------ Source passage

I would look for another book by the author, or short stories, since the concept is appealing and this may be an author working out his approach.
I really liked the themes - what's the difference between a fictional person and a real person? Is your identity just a story you tell yourself? Is storytelling ever original or is it just a constant cycle of adapting other stories?
There's also something pleasingly ridiculous about the idea of having 5 versions of Sherlock Holmes running around and interacting with each other. If studios could make characters real, you bet they'd all compete with each other.
Unfortunately the narrative lacked snap. It got very soap opera at times and not in a good way. I didn't like the characters much. Maybe that was the point - but Niles made me cringe or made me angry. I did like his relatable quirk of self narrating but that's all.
Great to read if you're interested in stories or storytelling, not much to recommend it otherwise.
*3.75* stars. I really enjoyed “The Fictional Man”. It was entertaining, funny, energetic, creative and thought-provoking. The protagonist Niles is pretty much a jerk but he grows on you as he figures himself out while stumbling through his life. Such an interesting world and I loved the other characters, especially his best friend Bob and his therapist. Seriously weird story! (Book blurb): ““What’s it like, not being real?” In LA, where today’s star is tomorrow’s busboy, discarded “Fictionals” – characters spun into flesh-and-blood by genetic engineering and hypnogogic brain-training – are everywhere. Screenwriter Niles Golan’s therapist is a Fictional. So is his best friend. So (maybe) is the woman in the bar he can’t stop staring at. It’s getting so you can’t tell who’s real and who’s not. Niles isn’t completely sure how real he is…”
What could have been an awesome PKD/Frederick Pohl sci-fi instead falls into the trap of postmodern self indulgence. What could have been a fascinating foray into psychologies of people in a world where even the human can potentially be mechanised, reproduced digitally, where uniqueness is a commodity, now one that is replicable, is simply a chronicle of the trials and tribulations of some jaded Hollywood hack. No character insight, very little philosophy, I was very disappointed because the central idea of simulants of fictional characters being fabricated as apparently real live humans is brilliant.

------------

Prompt 1: According to the book blurb quoted in the reviews of The Fictional Man, what is Niles Golan's job?
Prompt 2: Write the text that follows the final sentence of the reviews of The Fictional Man.

------ Given information

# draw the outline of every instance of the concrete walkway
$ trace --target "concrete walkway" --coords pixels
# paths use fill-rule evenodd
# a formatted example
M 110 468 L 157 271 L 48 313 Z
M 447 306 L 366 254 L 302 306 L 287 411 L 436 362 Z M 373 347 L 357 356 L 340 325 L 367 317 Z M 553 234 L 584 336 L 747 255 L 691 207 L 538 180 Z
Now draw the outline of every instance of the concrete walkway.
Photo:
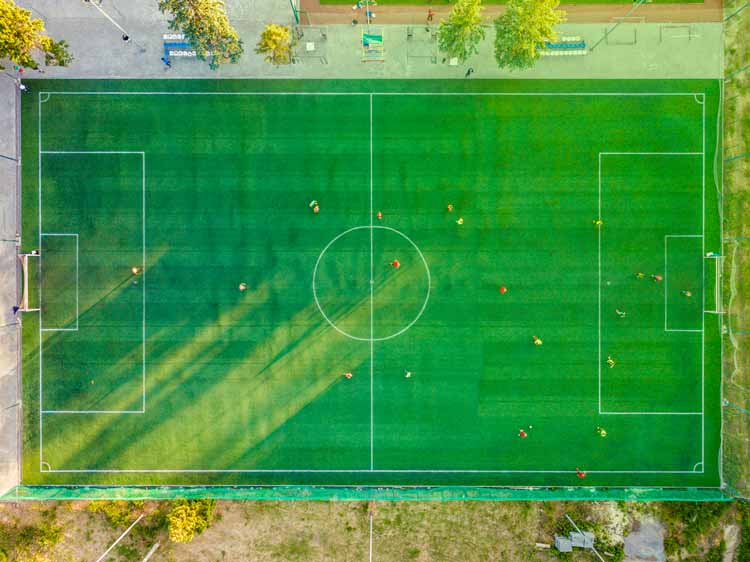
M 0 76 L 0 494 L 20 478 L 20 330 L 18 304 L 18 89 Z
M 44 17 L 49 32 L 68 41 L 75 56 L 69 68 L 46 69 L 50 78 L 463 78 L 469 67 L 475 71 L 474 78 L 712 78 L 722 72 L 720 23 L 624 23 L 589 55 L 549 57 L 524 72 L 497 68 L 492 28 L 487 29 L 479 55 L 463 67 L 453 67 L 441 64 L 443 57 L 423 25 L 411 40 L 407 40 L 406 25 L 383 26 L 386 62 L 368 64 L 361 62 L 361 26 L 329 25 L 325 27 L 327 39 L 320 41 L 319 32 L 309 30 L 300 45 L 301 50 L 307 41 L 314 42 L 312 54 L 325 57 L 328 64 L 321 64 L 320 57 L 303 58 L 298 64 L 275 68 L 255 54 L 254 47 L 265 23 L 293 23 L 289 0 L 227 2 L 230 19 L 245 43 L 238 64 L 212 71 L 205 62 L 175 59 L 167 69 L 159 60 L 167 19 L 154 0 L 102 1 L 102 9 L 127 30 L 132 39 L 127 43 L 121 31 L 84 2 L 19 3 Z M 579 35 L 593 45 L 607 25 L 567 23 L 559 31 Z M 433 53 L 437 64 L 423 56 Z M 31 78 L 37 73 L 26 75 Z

------------

Expected output 1: He is a screenwriter.

Expected output 2:
Solid three stars, I think this is going to be one of those middle of the road books for the majority of readers. I don't think it can be a 5 star reread every other year type of book, but at the same time it wasn't a skim and only read 20% kind of book. The concept is an original quick and easy fun enough. It's not as PKD as I was expecting from the blurbs but it was a nice witty noir, which is why I liked it.
A rambling river of words resulting in a incoherent narrative. The setup is not credible, the technology would have had larger implications on society and the creations of Fictionals represents a greed that not even the worst corporations would have attempted. This was difficult to complete. The ending was disappointing in the extreme, seems like the author didn't quite know what to do, ran out of space and was forced to cut it short.
The writer takes the idea, plays with it for a while then throws it right into the trash. Even the backcover intro has more twists and turns than the actual book itself.
Author doesn't really convinces me of this whole
'How does it feel to be unreal?' thing.
Don't know what happened. Maybe he got bored halfway through.